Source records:
───

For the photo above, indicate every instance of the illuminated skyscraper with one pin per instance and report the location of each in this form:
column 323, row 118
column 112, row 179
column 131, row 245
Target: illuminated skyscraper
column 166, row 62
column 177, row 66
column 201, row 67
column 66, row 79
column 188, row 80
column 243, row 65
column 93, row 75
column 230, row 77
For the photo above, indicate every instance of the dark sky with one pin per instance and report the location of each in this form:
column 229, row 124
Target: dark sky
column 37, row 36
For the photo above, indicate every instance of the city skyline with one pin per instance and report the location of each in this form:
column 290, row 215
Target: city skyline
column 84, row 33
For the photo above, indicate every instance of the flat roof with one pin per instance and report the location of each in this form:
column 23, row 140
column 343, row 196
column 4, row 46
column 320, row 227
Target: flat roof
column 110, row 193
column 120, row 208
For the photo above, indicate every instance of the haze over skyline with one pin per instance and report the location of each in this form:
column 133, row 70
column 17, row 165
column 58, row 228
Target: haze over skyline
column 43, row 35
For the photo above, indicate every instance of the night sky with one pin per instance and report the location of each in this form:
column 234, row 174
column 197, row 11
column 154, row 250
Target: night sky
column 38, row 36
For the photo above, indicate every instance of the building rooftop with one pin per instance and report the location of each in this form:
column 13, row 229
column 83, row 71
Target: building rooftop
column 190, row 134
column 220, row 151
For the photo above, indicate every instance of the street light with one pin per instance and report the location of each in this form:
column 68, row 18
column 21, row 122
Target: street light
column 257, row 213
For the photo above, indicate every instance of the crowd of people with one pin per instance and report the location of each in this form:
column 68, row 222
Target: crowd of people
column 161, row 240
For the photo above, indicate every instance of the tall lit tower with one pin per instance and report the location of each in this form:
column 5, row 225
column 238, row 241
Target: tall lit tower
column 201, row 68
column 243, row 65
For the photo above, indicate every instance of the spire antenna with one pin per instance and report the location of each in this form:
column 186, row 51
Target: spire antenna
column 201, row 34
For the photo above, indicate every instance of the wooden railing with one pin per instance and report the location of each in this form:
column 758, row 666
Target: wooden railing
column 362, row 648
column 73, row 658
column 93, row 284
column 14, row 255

───

§ EXERCISE
What is needed is an exact reproduction of the data.

§ WRITTEN REPLY
For the photo above, indicate every instance of the illuminated skyscraper with one pin per instance and report the location of each in this form:
column 323, row 118
column 112, row 179
column 131, row 245
Target: illuminated skyscraper
column 166, row 62
column 177, row 66
column 201, row 67
column 66, row 79
column 188, row 80
column 243, row 65
column 93, row 75
column 230, row 77
For the photo above, indicate every instance of the dark sky with one pin per instance and report the location of each in this form:
column 229, row 124
Target: dark sky
column 37, row 36
For the photo above, indicate every instance of the city skyline with one pin per instance and report the location of each in this form:
column 290, row 215
Target: city skyline
column 84, row 33
For the photo above, indicate every instance of the flat roof with one pin per instance and report the location of each in this form:
column 23, row 140
column 343, row 196
column 4, row 46
column 320, row 227
Target: flat roof
column 110, row 193
column 120, row 208
For the photo above, indicate every instance of the haze over skyline with one pin per instance and report the location of each in this form:
column 133, row 70
column 17, row 165
column 58, row 228
Target: haze over skyline
column 43, row 35
For the photo above, indicate every instance of the night sky with one pin per instance and report the location of each in this form:
column 234, row 174
column 197, row 11
column 154, row 250
Target: night sky
column 38, row 36
For the photo above, indicate every instance of the building rooftop with one pin per instance and report the location of each in this form:
column 13, row 229
column 83, row 71
Target: building rooftop
column 190, row 134
column 220, row 151
For the photo above, indicate every instance of the street light with one pin per instance and report the location of each in this form:
column 68, row 18
column 21, row 122
Target: street light
column 257, row 213
For the photo above, indicate every instance of the crowd of people with one pin per instance and report the location of each in this form:
column 68, row 222
Target: crowd of people
column 161, row 240
For the photo above, indicate every instance of the tall lit tower with one pin per instance and report the location of each in this form:
column 5, row 225
column 238, row 241
Target: tall lit tower
column 201, row 68
column 243, row 65
For the photo above, indicate every instance of the spire antenna with one pin per instance and report the location of each in this form:
column 186, row 51
Target: spire antenna
column 201, row 34
For the photo above, indicate every instance of the wooden railing with one pin per instance and report the location of each in this form:
column 758, row 666
Target: wooden railing
column 362, row 648
column 73, row 658
column 93, row 284
column 14, row 255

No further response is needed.